Stored data entries:
· · · · ·

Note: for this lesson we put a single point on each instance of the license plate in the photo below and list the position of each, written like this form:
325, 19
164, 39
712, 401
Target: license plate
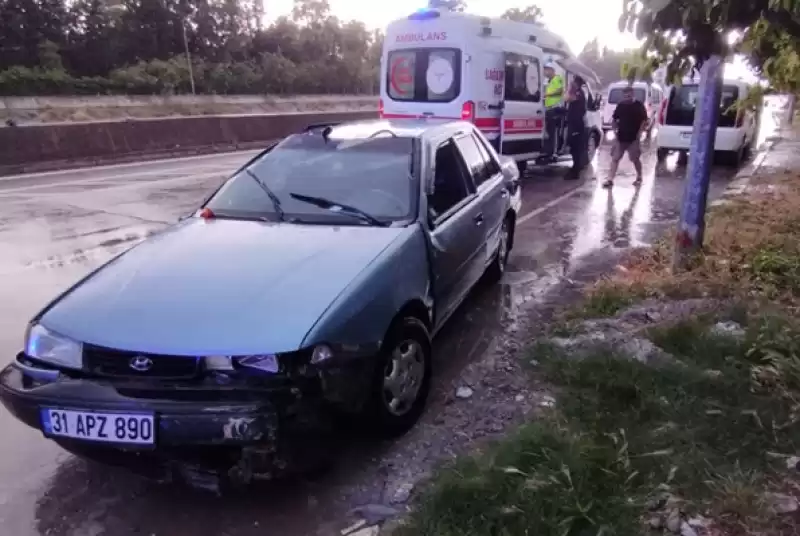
127, 428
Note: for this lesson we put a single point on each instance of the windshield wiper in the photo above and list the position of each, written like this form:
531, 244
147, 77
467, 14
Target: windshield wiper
272, 197
339, 207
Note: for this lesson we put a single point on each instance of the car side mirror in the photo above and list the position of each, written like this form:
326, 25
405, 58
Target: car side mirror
509, 168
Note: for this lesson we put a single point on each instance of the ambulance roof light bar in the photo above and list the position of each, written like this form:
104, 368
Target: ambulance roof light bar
425, 13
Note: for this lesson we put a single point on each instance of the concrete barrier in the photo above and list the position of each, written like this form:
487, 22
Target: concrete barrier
40, 147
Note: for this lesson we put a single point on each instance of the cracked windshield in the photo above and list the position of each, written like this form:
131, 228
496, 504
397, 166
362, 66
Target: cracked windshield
438, 268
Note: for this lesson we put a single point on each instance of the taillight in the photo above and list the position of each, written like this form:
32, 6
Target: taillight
662, 112
468, 111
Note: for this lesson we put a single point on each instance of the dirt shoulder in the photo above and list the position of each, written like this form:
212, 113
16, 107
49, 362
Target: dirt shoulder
675, 396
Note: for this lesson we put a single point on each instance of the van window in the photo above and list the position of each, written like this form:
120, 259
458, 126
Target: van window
424, 74
523, 82
683, 100
615, 95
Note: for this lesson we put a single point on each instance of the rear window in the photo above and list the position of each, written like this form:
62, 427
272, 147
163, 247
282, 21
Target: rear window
424, 74
683, 101
615, 95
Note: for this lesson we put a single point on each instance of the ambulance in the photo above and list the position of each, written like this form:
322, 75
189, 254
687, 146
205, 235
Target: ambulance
444, 65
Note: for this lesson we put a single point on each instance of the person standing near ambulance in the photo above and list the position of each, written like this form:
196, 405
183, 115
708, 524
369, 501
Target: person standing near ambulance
554, 111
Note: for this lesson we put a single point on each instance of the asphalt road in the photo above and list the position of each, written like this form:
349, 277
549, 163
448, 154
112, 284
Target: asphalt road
55, 227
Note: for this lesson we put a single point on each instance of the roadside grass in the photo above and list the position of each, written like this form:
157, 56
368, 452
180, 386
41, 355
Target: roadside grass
629, 442
629, 445
752, 253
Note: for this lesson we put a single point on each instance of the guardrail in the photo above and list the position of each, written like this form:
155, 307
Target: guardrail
47, 147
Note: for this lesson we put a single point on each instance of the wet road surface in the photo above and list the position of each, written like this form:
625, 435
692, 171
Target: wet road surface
56, 227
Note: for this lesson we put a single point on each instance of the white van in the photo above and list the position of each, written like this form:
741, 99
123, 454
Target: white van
651, 95
737, 128
444, 65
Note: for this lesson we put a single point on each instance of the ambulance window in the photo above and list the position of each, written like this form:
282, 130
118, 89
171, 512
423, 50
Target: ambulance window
424, 74
523, 82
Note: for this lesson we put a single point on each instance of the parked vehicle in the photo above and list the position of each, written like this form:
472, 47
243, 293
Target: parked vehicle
737, 125
309, 284
446, 65
651, 95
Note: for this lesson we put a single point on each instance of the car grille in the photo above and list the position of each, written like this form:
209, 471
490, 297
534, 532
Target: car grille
109, 362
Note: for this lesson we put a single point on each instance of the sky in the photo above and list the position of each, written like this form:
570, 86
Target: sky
578, 21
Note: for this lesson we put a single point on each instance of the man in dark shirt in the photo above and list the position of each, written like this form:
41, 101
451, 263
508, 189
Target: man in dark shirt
629, 121
576, 127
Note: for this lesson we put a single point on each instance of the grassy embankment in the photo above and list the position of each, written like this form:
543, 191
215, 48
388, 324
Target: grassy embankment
628, 447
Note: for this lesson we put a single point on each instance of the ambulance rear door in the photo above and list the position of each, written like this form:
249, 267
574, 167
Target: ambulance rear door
423, 68
522, 124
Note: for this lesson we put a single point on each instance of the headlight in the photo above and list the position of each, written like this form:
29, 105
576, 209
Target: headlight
44, 345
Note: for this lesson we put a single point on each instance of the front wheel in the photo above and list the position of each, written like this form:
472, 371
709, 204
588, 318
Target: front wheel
401, 380
497, 268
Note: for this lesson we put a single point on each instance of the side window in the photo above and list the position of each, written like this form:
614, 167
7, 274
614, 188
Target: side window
476, 164
523, 82
492, 166
450, 183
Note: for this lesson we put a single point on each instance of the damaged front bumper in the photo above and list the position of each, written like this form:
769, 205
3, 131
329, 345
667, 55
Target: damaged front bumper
205, 431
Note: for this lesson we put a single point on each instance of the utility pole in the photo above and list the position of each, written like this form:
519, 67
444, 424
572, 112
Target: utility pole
692, 225
188, 56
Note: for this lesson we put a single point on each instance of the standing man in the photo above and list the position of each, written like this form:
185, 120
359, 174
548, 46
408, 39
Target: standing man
629, 122
577, 134
553, 110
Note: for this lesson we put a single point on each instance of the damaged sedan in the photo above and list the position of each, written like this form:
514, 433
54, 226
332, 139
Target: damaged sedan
306, 288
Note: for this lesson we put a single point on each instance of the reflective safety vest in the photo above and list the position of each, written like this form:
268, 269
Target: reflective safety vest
554, 85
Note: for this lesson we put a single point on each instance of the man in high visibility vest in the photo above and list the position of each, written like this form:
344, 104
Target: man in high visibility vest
554, 111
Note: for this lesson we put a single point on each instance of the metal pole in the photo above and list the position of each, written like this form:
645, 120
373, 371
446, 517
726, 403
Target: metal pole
188, 56
692, 225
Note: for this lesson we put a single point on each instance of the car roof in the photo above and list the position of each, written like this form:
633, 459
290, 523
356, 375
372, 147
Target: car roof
403, 128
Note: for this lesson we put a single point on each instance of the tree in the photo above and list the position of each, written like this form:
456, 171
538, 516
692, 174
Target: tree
532, 13
685, 33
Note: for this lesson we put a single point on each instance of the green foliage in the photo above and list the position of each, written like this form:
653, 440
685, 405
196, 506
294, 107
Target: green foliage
630, 442
683, 33
137, 47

· · · · ·

> Aim of the exercise
The records above must be echoed exactly, minus their pictures.

> Written solution
Note: for this lesson we put a single point on each instance of the license plate in the photo below and list the position of each, written like this form:
325, 19
164, 39
712, 401
Target: license plate
127, 428
Note: for this lesson we put a single point on each instance of the windshield wiper in the photo above and list the position of each, written like this form:
531, 244
147, 77
467, 14
Target: windshield wiper
272, 197
339, 207
Note: for this lesson we put a single point on each instance of the car side mirror in the photo above and list the position of each, written like this form:
326, 25
405, 58
Target: car side mirror
509, 168
Note: for this lesson we put a single point on each instance of the ambulance roof light bar in the photo above and list the position of each, written like this form:
104, 368
Target: ambulance roof light bar
425, 13
Note: for this lesson we put a single point on each instance of the concrete barrier in the photo above and list the position of each, written like this form:
487, 22
Target: concrete barrier
40, 147
Note: for this lesson we put a single point on each instance of the cracked windshield in the photo above and list the position of each, written like this form:
131, 228
496, 504
397, 166
362, 66
Target: cracked windshield
438, 268
Note: for this lesson we put a single point on each instance of the taillight in the photo above and list the position of each, written like this form:
32, 6
Target: taillight
662, 112
468, 111
Note: for this lesson we put a single point on each instance of the dirt shoulder in the photo above and list the position of each, written like this form:
212, 113
16, 107
49, 362
Target: dirt shoulder
675, 396
Note: for this lesson we put a single point on each instance of the van window in the photo above and list the position of each, written like this form:
120, 259
458, 126
Target: van window
424, 74
523, 82
683, 100
615, 95
Note: for this lesson we put a single point on each instance of the rear window in the photo above and list the position of each, written like this form:
62, 427
272, 147
163, 247
282, 21
Target: rear window
424, 74
683, 101
615, 95
Note: for this lesson we put a single point on each instance of the ambulance in the photo above and list the position of each, written like this form:
322, 75
189, 254
687, 146
205, 235
Target: ambulance
444, 65
Note: for this lesson we put a single point on each instance of the person standing near ambulance in the photo above and list the position of each, written like this form:
196, 405
183, 115
708, 524
369, 501
Target: person standing near ambulance
554, 111
Note: for this lesson we put a single point on each instance of the asphalt road in the photo above and list the position of each, written like this form:
349, 277
549, 163
448, 154
112, 284
Target: asphalt road
55, 227
Note: for this lesson we put a single point on each instance of the roadside grass in the photo above and list the position of each, written like this form:
157, 56
368, 452
180, 386
41, 355
Target: roadside grass
629, 442
629, 445
752, 253
Note: for this lesson we put a single point on each instance of the guardrail in the photo above and list the position of each, written like this form:
155, 307
Target: guardrail
47, 147
Note: for this lesson we put a single point on each instance of the wet road surface in the photo above and list the position of each, written like this form:
625, 435
692, 171
Target: wet road surface
56, 227
Note: for this lesson we put a single point on each instance of the white van in the photo above and list the position of each, written like this form:
741, 99
123, 454
Target: white van
651, 95
737, 128
444, 65
Note: for this lesson we put a single point on each instance of the ambulance window in the photo above and list the position of each, written like this form:
282, 130
118, 89
171, 512
423, 50
Target: ambulance window
424, 74
523, 82
Note: for this lesson we put a single point on each instance of the parked vehicle in the photo above and list the position of each, written like this form:
472, 47
243, 293
Target: parked vehicle
737, 125
309, 284
446, 65
651, 95
Note: for this lesson we put a single point on each instance of the car grille in the photo above and list the position of each, written like this form:
209, 471
490, 297
534, 532
Target: car grille
109, 362
Note: for this lesson we put a single point on each instance of the sky in the photo above and list the position of each, written like this form:
570, 86
Target: sky
578, 21
Note: for this lesson we put a single point on each instance of the man in dark shirt in the photo above and list the position of each, written like this form:
41, 101
451, 263
508, 189
Target: man in dark shirt
629, 121
576, 127
Note: for this lesson we put a single point on each instance of the grassy embankment in the photo above and list the position of each, written like this form:
543, 191
215, 48
388, 324
Target: grassy embankment
628, 447
Note: for this lesson we put a single point on each instance of the ambulance rear door in the photo above and list the position of each, written like this form:
249, 267
574, 167
Target: ambulance rear door
423, 68
522, 124
Note: for this lesson we put a single point on each instance of the headlight in the photo above and list the position of each, written like this form:
29, 105
576, 209
Target: headlight
44, 345
Note: for this lesson we put a single point on each instance of the front wheel in the photo above and list the position of each, written like this form:
472, 371
709, 204
588, 318
Target: front wheel
401, 380
497, 268
Note: for this lesson we put a single point on each instance of the side window in the photo above and list the position of each, written like this form:
614, 167
7, 274
614, 188
Target: side window
476, 164
523, 82
492, 166
450, 183
Note: for this lesson we put a single point on each instance of the damaged front bumper in the photo above and list the position of each, written like this form:
769, 205
3, 131
329, 345
667, 55
Target: damaged front bumper
205, 431
Note: for this lesson we put a single point on each instance of the utility pole in the photo above and list the position of each, written like this form:
519, 67
444, 424
572, 112
Target: utility pole
692, 225
188, 56
Note: for this lesson we put a single point on each instance of the standing man in the photo above and list the position of each, written like this form:
185, 120
359, 174
548, 46
408, 39
Target: standing man
629, 122
577, 134
553, 110
Note: for this lesson we put a single point on each instance of the damaged sedan in the photo above and list the position of each, written like this form:
514, 433
54, 226
332, 139
Target: damaged sedan
306, 288
Note: for this lesson we put a single point on each instance of the reflective safety vest in the photo above and list the position of each, written like this form:
268, 269
Target: reflective safety vest
554, 85
Note: for this lesson we put a single point on each instance of the man in high visibility vest in the photo above and list the position of each, written like this form:
344, 104
Target: man in high visibility vest
554, 111
Note: for this lesson we put a single point on each instance of the metal pole in the photo above and list the position of each, written like this form:
645, 120
373, 371
446, 517
726, 403
Target: metal pole
188, 56
692, 225
Note: for this lesson we put a single point on each instance of the car roof in the photo above and list the position of each, written like this form:
633, 459
290, 523
356, 375
372, 147
Target: car roof
403, 128
Note: for this lesson we put a single point on each instance of the tree in the photo above and list the position of each, written like this form:
456, 171
538, 516
692, 174
Target: tree
532, 13
685, 33
Note: for this lesson we put a single point on each instance of the green foliage in the photo above and list the position of each, written like this form:
653, 440
685, 405
196, 506
294, 107
Target: green foliage
630, 442
683, 33
137, 47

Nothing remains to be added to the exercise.